- EXTRACTED MATERIAL
┌──
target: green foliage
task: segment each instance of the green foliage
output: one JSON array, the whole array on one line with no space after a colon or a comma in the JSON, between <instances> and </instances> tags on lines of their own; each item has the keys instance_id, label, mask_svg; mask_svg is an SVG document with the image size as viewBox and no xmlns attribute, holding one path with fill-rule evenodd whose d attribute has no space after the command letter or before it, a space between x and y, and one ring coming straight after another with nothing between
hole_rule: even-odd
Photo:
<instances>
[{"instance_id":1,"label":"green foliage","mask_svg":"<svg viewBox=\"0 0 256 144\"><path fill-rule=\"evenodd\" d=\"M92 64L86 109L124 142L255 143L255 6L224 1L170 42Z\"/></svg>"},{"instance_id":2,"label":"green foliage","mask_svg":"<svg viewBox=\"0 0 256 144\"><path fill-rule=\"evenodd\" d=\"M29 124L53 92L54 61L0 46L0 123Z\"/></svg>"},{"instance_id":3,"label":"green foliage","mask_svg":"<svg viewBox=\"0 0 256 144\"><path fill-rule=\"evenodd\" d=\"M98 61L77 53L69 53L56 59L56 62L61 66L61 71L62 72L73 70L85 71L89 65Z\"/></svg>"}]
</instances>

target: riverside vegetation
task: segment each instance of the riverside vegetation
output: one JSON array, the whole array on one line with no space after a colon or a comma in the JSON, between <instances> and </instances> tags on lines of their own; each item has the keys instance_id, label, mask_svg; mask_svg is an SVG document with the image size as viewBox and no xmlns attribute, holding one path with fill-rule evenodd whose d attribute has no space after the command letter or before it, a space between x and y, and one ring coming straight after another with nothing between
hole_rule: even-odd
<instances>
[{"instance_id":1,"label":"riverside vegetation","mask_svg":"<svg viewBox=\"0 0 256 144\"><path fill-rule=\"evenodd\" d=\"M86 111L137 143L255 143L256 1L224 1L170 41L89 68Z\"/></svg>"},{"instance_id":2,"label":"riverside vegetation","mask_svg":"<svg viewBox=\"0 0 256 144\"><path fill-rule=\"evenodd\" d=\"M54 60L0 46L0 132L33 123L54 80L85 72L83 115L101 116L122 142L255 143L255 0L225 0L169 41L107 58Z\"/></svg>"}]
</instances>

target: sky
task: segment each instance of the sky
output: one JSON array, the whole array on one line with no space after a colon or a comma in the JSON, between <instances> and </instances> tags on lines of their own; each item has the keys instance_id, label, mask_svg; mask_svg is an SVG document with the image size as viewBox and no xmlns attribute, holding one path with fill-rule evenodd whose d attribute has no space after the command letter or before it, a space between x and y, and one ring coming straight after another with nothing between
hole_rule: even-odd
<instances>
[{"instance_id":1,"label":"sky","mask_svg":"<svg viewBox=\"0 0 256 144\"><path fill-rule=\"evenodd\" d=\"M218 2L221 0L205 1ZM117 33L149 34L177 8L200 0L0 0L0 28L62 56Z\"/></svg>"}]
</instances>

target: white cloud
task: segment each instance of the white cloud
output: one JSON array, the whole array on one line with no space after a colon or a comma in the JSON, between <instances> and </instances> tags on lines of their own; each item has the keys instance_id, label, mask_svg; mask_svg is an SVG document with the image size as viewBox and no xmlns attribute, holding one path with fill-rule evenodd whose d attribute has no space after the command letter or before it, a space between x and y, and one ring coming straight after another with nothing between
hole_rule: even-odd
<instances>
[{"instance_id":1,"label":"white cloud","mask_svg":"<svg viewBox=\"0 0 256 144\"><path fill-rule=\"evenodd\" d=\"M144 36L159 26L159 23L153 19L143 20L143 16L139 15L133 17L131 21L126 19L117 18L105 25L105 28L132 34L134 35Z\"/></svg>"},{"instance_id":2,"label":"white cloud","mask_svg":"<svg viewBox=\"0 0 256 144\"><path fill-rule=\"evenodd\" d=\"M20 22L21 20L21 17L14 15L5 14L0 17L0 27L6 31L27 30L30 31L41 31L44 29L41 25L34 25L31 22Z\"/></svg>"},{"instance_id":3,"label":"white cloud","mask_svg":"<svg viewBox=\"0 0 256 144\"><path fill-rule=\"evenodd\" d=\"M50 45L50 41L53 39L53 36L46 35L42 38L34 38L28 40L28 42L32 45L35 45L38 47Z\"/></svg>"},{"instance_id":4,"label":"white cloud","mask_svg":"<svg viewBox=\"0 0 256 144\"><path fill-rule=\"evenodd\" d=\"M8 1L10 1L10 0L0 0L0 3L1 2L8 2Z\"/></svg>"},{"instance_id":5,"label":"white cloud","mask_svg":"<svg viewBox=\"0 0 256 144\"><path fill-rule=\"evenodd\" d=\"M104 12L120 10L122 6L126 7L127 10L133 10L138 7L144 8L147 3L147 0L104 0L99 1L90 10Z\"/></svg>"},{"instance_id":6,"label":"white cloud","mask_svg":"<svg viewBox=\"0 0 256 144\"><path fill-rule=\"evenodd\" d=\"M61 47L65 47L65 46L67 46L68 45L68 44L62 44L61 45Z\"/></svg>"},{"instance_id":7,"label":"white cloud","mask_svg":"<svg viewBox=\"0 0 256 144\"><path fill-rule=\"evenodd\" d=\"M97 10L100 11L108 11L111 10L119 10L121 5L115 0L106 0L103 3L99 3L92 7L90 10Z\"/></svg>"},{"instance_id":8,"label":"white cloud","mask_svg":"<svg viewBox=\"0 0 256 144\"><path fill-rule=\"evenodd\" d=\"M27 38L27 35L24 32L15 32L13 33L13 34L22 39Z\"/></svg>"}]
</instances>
└──
- JOB
Copy out, unchanged, every line from the one containing "target: white cloud" through the end of the material, both included.

- ANSWER FOR THIS EXERCISE
target: white cloud
task: segment each instance of the white cloud
output: one JSON array, the whole array on one line with no space after a colon or a comma in the JSON, between <instances> and </instances> tags on lines of their own; each item has the keys instance_id, label, mask_svg; mask_svg is an SVG document with the image size as viewBox and no xmlns attribute, holding one path with fill-rule evenodd whose d attribute has no space after the command letter or before it, a space between x and y, and one ring coming straight after another with nothing between
hole_rule: even-odd
<instances>
[{"instance_id":1,"label":"white cloud","mask_svg":"<svg viewBox=\"0 0 256 144\"><path fill-rule=\"evenodd\" d=\"M144 36L159 26L159 23L153 19L143 20L143 16L139 15L133 17L131 21L126 19L117 18L105 25L105 28L132 34L134 35Z\"/></svg>"},{"instance_id":2,"label":"white cloud","mask_svg":"<svg viewBox=\"0 0 256 144\"><path fill-rule=\"evenodd\" d=\"M20 22L21 20L21 17L14 15L5 14L0 17L0 27L6 31L27 30L30 31L41 31L44 29L41 25L34 25L31 22Z\"/></svg>"},{"instance_id":3,"label":"white cloud","mask_svg":"<svg viewBox=\"0 0 256 144\"><path fill-rule=\"evenodd\" d=\"M50 45L50 41L53 39L53 36L46 35L42 38L34 38L28 40L28 42L32 45L35 45L38 47Z\"/></svg>"},{"instance_id":4,"label":"white cloud","mask_svg":"<svg viewBox=\"0 0 256 144\"><path fill-rule=\"evenodd\" d=\"M8 1L10 1L10 0L0 0L0 3L1 2L8 2Z\"/></svg>"},{"instance_id":5,"label":"white cloud","mask_svg":"<svg viewBox=\"0 0 256 144\"><path fill-rule=\"evenodd\" d=\"M104 12L120 10L122 6L126 7L127 10L133 10L138 7L144 8L147 3L147 0L104 0L99 1L90 10Z\"/></svg>"},{"instance_id":6,"label":"white cloud","mask_svg":"<svg viewBox=\"0 0 256 144\"><path fill-rule=\"evenodd\" d=\"M61 47L65 47L65 46L67 46L68 45L68 44L62 44L61 45Z\"/></svg>"},{"instance_id":7,"label":"white cloud","mask_svg":"<svg viewBox=\"0 0 256 144\"><path fill-rule=\"evenodd\" d=\"M97 10L100 11L108 11L111 10L119 10L121 5L115 0L106 0L103 3L99 3L92 7L90 10Z\"/></svg>"},{"instance_id":8,"label":"white cloud","mask_svg":"<svg viewBox=\"0 0 256 144\"><path fill-rule=\"evenodd\" d=\"M27 38L27 35L24 32L15 32L13 33L13 34L22 39Z\"/></svg>"}]
</instances>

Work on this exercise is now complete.